** Opening Extracted records block **

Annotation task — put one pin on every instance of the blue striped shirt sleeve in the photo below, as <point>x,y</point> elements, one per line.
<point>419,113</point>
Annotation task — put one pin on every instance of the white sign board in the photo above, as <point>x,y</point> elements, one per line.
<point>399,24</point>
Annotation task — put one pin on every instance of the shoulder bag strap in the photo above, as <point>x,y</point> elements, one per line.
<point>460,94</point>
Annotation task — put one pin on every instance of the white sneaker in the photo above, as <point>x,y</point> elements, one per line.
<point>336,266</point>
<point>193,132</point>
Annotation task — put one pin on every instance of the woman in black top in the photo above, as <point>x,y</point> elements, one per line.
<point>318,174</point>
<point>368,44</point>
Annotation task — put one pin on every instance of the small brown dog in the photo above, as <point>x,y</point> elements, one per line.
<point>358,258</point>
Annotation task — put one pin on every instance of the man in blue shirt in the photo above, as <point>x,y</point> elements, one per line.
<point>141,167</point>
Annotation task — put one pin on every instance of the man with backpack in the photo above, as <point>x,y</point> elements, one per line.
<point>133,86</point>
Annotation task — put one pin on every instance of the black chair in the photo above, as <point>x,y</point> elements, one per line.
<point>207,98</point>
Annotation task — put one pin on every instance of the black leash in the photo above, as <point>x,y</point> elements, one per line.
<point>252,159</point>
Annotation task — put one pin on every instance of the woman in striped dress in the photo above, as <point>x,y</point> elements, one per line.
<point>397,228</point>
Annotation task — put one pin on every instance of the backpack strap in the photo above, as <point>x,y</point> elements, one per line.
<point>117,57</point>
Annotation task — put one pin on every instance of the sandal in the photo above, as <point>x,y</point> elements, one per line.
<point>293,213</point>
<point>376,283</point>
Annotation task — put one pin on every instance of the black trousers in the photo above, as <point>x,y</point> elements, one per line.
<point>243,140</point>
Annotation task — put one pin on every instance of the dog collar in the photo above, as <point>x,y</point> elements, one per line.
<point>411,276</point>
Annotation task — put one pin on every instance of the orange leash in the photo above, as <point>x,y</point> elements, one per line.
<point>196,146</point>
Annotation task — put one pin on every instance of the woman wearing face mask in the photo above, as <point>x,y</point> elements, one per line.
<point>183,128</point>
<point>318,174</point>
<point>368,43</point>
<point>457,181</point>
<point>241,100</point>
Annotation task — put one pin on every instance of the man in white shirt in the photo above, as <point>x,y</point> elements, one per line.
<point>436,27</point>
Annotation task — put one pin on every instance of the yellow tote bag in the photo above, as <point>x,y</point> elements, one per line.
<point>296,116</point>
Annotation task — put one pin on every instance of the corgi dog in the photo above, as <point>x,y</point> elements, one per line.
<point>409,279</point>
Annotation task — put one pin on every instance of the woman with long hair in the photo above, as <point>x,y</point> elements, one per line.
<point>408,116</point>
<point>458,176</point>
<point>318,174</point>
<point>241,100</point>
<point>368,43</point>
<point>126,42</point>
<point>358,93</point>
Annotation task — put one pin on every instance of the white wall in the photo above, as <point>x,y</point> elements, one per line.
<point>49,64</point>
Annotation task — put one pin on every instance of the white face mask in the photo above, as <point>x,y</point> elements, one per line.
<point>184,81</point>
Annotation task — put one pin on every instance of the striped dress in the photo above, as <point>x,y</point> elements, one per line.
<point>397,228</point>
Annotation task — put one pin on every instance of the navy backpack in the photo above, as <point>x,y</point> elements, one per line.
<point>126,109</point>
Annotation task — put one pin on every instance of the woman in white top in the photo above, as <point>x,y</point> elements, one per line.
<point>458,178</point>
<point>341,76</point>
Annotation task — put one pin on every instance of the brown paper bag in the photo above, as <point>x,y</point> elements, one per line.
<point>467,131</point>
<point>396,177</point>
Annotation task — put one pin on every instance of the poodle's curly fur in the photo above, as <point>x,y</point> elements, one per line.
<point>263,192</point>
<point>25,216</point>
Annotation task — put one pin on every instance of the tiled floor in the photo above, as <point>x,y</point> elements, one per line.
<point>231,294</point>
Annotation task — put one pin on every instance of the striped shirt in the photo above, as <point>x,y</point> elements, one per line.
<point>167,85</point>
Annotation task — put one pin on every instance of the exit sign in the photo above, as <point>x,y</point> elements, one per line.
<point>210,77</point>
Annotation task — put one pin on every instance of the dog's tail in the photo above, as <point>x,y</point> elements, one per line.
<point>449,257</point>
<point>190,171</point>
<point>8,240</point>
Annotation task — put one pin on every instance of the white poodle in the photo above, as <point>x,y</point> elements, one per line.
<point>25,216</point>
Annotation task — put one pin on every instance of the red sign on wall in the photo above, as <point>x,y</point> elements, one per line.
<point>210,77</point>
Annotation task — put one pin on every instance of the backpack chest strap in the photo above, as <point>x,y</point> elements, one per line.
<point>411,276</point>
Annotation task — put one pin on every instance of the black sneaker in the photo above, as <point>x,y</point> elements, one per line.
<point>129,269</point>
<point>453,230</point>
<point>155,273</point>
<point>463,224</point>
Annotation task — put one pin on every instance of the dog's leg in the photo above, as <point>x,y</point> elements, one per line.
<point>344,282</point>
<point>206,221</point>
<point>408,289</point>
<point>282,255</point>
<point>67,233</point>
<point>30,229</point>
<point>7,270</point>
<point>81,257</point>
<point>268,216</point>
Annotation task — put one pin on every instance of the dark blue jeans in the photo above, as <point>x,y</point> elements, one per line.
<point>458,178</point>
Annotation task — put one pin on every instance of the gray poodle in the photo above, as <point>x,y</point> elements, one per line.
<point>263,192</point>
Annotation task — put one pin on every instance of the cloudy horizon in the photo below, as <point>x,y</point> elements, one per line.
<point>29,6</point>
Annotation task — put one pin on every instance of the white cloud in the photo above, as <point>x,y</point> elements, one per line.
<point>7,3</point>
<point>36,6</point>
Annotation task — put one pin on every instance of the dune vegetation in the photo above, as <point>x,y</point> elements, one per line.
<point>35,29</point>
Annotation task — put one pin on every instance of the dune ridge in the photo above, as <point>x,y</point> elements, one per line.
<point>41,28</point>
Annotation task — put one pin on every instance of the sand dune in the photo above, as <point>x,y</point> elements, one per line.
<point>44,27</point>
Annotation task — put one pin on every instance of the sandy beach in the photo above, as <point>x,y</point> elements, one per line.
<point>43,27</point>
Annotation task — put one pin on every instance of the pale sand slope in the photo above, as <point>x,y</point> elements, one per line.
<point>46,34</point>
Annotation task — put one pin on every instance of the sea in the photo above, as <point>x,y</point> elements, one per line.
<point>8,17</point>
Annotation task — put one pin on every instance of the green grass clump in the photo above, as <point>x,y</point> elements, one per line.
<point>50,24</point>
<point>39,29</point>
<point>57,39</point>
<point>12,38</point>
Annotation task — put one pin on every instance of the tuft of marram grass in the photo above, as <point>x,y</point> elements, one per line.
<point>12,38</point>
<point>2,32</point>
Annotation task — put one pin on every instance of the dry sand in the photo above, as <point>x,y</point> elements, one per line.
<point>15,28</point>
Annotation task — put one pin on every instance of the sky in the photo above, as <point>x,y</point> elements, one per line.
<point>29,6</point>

** Closing Extracted records block **

- [Task instructions]: Restate the entries above, keeping every word intact.

- [Task result]:
Annotation task — put one pin on every instance of the blue striped shirt sleeve in the photo below, as <point>x,y</point> elements, one per line.
<point>419,113</point>
Annotation task — put one pin on every instance of the white sign board in the photo above, as <point>x,y</point> elements, one per line.
<point>399,24</point>
Annotation task — put one pin on every instance of the shoulder bag strap in the photo above, as <point>x,y</point> elements, one per line.
<point>460,94</point>
Annotation task — put one pin on every instance of the white sneaker in the photo above, as <point>x,y</point> elements, one per line.
<point>336,266</point>
<point>193,132</point>
Annotation task — put one pin on every instance of the woman in black top in the photo above, as <point>x,y</point> elements, one per line.
<point>318,174</point>
<point>368,44</point>
Annotation task — put one pin on every instance of the small brown dog in the photo above, as <point>x,y</point> elements, one per line.
<point>358,258</point>
Annotation task — put one pin on every instance of the man in blue shirt in the photo above, as <point>x,y</point> elements, one per line.
<point>141,167</point>
Annotation task — put one pin on every instance of the man with backpack in the photo above, as <point>x,y</point> elements, one per line.
<point>133,86</point>
Annotation task — put one pin on every instance of the black chair in the photo above, as <point>x,y</point> elements, one per line.
<point>207,98</point>
Annotation task — put one pin on every instance of the black leash in the photo above, as <point>x,y</point> elements, one per line.
<point>252,159</point>
Annotation task — put one pin on every instance of the woman in striped dress in the photo above, as <point>x,y</point> elements, one per line.
<point>397,228</point>
Annotation task — put one pin on every instance of the backpack strap in the photo above, as <point>x,y</point> elements, one per line.
<point>117,57</point>
Annotation task — put one pin on every instance of the sandal in the photo above, as <point>x,y</point> elements, one per line.
<point>293,213</point>
<point>376,283</point>
Annotation task — put one pin on every instance of the black trousers in the photo above, as <point>x,y</point> elements, one per line.
<point>243,140</point>
Annotation task — put one pin on every instance of the dog collar in the photo above, as <point>x,y</point> elements, one per line.
<point>411,276</point>
Annotation task — put one pin on every instance of the orange leash in the photo above, as <point>x,y</point> elements, one per line.
<point>196,146</point>
Annotation task — put one pin on every instance of the woman wearing face mask in the photo above, as <point>x,y</point> elements, one per line.
<point>183,128</point>
<point>318,174</point>
<point>368,43</point>
<point>457,181</point>
<point>241,100</point>
Annotation task — put one pin on every instance of the man in white shirt in the photo above, as <point>x,y</point> elements, one per line.
<point>436,27</point>
Annotation task — put one pin on every instance of the yellow tote bag in the photo above, as <point>x,y</point> elements, one per line.
<point>296,116</point>
Annotation task — put one pin on every instance of the corgi dog in the photo above, as <point>x,y</point> elements, one per line.
<point>409,279</point>
Annotation task — put one pin on every instance of the woman with long hair in the photo above, as <point>x,y</point> elements, one per line.
<point>408,116</point>
<point>458,176</point>
<point>318,174</point>
<point>241,100</point>
<point>368,43</point>
<point>126,42</point>
<point>358,93</point>
Annotation task — put one pin on every instance of the white wall in the photo above, as <point>x,y</point> elements, one per line.
<point>49,64</point>
Annotation task — put one pin on every instance of the white face mask in the photo above, as <point>x,y</point> elements, one per line.
<point>184,81</point>
Annotation task — put one pin on every instance of the striped dress in the photo above, as <point>x,y</point> elements, one per line.
<point>397,228</point>
Annotation task — put one pin on every instance of the navy backpack in the photo above, as <point>x,y</point> elements, one per line.
<point>126,109</point>
Annotation task — put one pin on every instance of the woman in white top in the photo above, as <point>x,y</point> elements, one per line.
<point>458,178</point>
<point>341,76</point>
Annotation task — put one pin on every instance of the brown paper bag in the photo above, as <point>x,y</point> elements, one per line.
<point>467,131</point>
<point>396,177</point>
Annotation task — put one pin on every instance of the poodle's curly fur in the photo above, as <point>x,y</point> elements, one per line.
<point>263,192</point>
<point>25,216</point>
Annotation task — put one pin on every instance of the tiled floor in the photo above, as <point>x,y</point> elements, one per line.
<point>231,294</point>
Annotation task — put one pin on every instance of the striped shirt in the photo above, as <point>x,y</point> elements, one per line.
<point>167,85</point>
Annotation task — put one pin on every instance of the exit sign in the photo above, as <point>x,y</point> elements, one per line.
<point>210,77</point>
Annotation task — put one pin on every instance of the dog's tail in the photo above, as <point>x,y</point> elements, one per line.
<point>449,257</point>
<point>190,171</point>
<point>8,240</point>
Annotation task — put one pin on every instance of the white poodle in the photo above, as <point>x,y</point> elements, one per line.
<point>25,216</point>
Annotation task — put one pin on every instance of the red sign on wall in the photo above, as <point>x,y</point> elements, one per line.
<point>210,77</point>
Annotation task — put one pin on every instance of the backpack chest strap in the photo above, as <point>x,y</point> elements, one per line.
<point>411,276</point>
Annotation task — put one pin on every instance of the black sneaker in the photo above, as <point>x,y</point> elements, one per line.
<point>129,269</point>
<point>453,230</point>
<point>155,273</point>
<point>463,224</point>
Annotation task — put one pin on every instance of the dog's leg in the photo above, as <point>x,y</point> elements, one per line.
<point>344,282</point>
<point>206,221</point>
<point>408,289</point>
<point>282,255</point>
<point>67,233</point>
<point>30,229</point>
<point>7,270</point>
<point>81,257</point>
<point>268,216</point>
Annotation task — put one pin on every instance of the dark blue jeans in the photo above, as <point>x,y</point> elements, one per line.
<point>458,178</point>
Annotation task — put one pin on every instance of the gray poodle in the photo above, as <point>x,y</point> elements, one per line.
<point>263,192</point>
Annotation task — put one pin on every instance of the cloudy horizon in the photo below, as <point>x,y</point> elements, one per line.
<point>29,6</point>
Annotation task — put one pin on every instance of the white cloud in the photo above, as <point>x,y</point> elements, one per line.
<point>7,3</point>
<point>36,6</point>
Annotation task — put one pin on every instance of the dune vegetation in the photo above, as <point>x,y</point> elements, one per line.
<point>35,29</point>
Annotation task — put one pin on every instance of the dune ridge in the photo above, as <point>x,y</point> elements, one per line.
<point>41,28</point>
Annotation task — put one pin on every instance of the sand dune in the photo above, as <point>x,y</point> elements, one per line.
<point>44,27</point>
Annotation task — put one pin on every instance of the sandy beach in the photo above, as <point>x,y</point> elements, one per line.
<point>43,27</point>
Annotation task — put one pin on every instance of the pale sand slope in the photo above, as <point>x,y</point> elements, one per line.
<point>46,34</point>
Annotation task — put one pin on every instance of the sea in the photo above, as <point>x,y</point> elements, one per line.
<point>8,17</point>
Annotation task — put one pin on every instance of the green grass clump in the photo above, as <point>x,y</point> elements, one per line.
<point>50,24</point>
<point>39,29</point>
<point>57,39</point>
<point>12,38</point>
Annotation task — put one pin on every instance of the tuft of marram grass in the photo above, as <point>x,y</point> elements, one per line.
<point>12,38</point>
<point>2,32</point>
Annotation task — put one pin on every instance of the dry sand in the photo above, as <point>x,y</point> elements, one per line.
<point>15,28</point>
Annotation task — put one pin on every instance of the sky in the photo above, as <point>x,y</point> elements, one per line.
<point>29,6</point>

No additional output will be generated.